* _INSTRUÇÕES DO EXERCÍCIO_
a) Transcreva do trecho sobre Lêdo Ivo a passagem que vai de "Sorte nossa que" a "poucos poetas concedem.".
b) Responda às perguntas abaixo com base no trecho sobre Lêdo Ivo.
(i) A qual obra de Manuel Bandeira o trecho compara o fato de Lêdo Ivo nos acompanhar em prosa e verso?
(ii) Segundo o que Lêdo Ivo diz à página 337 das Confissões, o que seria o melhor para os jovens?
(iii) Em que página da Poesia Completa está o verso de Curral de Peixes citado no trecho?
c) Escreva a sequência do trecho sobre a obra de Lêdo Ivo, começando logo após a última frase apresentada.
─── TRECHO APRESENTADO
Sorte nossa que Lêdo Ivo, tal como Manuel Bandeira através daquele estupendo Itinerário de Pasárgada, nos acompanhe em prosa e verso, um privilégio que poucos poetas concedem.

Nas Confissões Lêdo Ivo conta coisas, recorda pessoas e lugares, narra sua vida de menino e homem de letras, faz prosa tocada pela aura da poesia, emite opiniões preciosas sobre o afazer poético: eis-nos diante de conceitos e até conselhos, ainda que ele os expresse discretamente, como reflexões, e diga à página 337 que o melhor para os jovens seria não pedir opinião a ninguém, ser diferente.

Registremos algumas destas reflexões e reminiscências e , paralelamente, sem pretender segui-los passo a passo, tratemos de ver como pensamentos e fatos reaparecem vitalizados nas centenas de poemas de seu cânone, sem perdermos de vista o verso de Curral de Peixes, página 297 da Poesia Completa: Minhas imagens são meus pensamentos. Ou este outro, de Crepúsculo Civil, 813: Não minto nem digo a verdade.
──────
─── DADOS FORNECIDOS
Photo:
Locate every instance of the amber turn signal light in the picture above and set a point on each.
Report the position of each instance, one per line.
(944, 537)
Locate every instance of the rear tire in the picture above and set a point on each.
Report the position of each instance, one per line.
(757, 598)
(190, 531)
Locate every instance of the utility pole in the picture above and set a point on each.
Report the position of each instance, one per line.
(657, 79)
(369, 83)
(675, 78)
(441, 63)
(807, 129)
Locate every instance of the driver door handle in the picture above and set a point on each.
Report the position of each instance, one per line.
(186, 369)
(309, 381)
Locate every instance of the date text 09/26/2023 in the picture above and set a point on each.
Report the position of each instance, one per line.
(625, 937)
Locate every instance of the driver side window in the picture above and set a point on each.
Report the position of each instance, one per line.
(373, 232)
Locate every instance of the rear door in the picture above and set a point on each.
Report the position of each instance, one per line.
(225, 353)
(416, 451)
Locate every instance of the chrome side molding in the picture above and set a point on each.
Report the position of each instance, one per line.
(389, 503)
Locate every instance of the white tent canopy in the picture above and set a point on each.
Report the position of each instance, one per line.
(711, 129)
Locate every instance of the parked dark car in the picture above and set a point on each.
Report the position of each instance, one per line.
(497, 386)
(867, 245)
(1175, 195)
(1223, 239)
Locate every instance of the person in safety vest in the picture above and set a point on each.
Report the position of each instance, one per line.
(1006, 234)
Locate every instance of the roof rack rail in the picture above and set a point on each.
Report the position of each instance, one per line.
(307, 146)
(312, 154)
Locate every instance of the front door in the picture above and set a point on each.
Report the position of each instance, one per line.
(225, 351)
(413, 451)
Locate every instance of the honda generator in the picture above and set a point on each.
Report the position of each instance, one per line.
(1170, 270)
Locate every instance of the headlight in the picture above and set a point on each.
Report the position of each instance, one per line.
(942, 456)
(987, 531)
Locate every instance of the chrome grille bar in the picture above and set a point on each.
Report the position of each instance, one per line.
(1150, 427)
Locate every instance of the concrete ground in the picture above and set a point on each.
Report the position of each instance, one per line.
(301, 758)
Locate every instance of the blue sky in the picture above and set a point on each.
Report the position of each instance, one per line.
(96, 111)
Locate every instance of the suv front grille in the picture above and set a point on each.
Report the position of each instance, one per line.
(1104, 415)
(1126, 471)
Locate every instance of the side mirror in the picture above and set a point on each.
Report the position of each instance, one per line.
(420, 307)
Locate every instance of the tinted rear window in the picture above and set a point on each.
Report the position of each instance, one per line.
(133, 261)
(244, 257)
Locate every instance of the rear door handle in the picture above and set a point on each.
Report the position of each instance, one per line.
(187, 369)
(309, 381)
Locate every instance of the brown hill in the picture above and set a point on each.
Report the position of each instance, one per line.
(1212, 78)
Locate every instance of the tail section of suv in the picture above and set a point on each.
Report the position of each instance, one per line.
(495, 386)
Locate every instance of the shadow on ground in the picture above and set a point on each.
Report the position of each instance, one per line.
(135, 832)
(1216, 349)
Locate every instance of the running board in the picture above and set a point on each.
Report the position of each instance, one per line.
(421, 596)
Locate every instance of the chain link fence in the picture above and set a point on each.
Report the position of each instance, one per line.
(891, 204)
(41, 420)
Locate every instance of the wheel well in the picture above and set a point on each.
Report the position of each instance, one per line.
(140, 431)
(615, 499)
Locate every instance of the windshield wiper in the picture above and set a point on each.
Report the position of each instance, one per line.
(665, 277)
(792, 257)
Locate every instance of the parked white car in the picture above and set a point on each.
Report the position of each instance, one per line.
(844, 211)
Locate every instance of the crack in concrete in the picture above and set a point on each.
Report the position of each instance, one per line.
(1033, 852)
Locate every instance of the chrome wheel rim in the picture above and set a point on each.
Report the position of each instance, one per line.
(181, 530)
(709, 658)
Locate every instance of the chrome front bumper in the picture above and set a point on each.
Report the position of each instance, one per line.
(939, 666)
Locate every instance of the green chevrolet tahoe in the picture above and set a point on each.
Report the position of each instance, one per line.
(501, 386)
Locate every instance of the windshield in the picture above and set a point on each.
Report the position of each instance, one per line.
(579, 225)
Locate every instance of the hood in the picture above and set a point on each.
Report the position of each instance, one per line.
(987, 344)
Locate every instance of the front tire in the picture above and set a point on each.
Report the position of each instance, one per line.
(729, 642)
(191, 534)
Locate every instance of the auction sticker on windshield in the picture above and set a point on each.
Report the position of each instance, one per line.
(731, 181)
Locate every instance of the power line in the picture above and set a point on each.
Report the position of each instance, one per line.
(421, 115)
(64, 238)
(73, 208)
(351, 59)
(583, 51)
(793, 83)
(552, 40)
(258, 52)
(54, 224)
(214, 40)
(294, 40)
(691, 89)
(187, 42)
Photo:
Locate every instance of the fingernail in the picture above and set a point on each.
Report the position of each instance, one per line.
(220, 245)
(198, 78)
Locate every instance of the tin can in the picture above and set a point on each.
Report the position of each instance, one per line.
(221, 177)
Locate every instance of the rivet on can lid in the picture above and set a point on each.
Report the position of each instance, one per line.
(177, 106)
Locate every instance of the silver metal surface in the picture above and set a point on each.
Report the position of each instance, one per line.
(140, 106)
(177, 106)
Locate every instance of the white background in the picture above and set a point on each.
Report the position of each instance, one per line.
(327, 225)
──────
* _RESPOSTAS EM ORDEM_
a)
Sorte nossa que Lêdo Ivo, tal como Manuel Bandeira através daquele estupendo Itinerário de Pasárgada, nos acompanhe em prosa e verso, um privilégio que poucos poetas concedem.

b)
(i) Ao Itinerário de Pasárgada.
(ii) Não pedir opinião a ninguém e ser diferente.
(iii) Na página 297.

c)
Nascido no nordeste úmido das Alagoas, na Maceió portuária aberta para o oceano com seu farol contra os ventos e a escuridão, atrás as águas fechadas das lagoas, Lêdo Ivo recordará sua infância e seu chão com imagens de forte visualização mas com a bênção da imaginação.
 

“Foi assim toda a minha meninice, tem sido assim toda a minha vida: uma luta perpétua entre a terra da realidade e o mar do sonho, um litígio incessante entre a razão e a imaginação”.(pg16)
 

Seu primeiro livro de versos se chama As Imaginações e traz uma pertinente epígrafe de Rimbaud: “Je suis maître en fantasmagories.” Nele, o primeiro poema celebra Esmeralda : O internato em que estavas/voava comigo nas manhãs sem nuvens é como começa; e termina: E continuavas voando, entre o farol e o mar,/ballet de minha adolescência.
 

“Quando, aos 16 anos, ousei enviar a Manuel Bandeira alguns versos, dele recebi um cartão em que dizia: “Há muita magia verbal em seus poemas” - observação que durante meses ficou repercutindo dentro de mim” diz Lêdo no capítulo “Os sítios hipotecados” (pg23).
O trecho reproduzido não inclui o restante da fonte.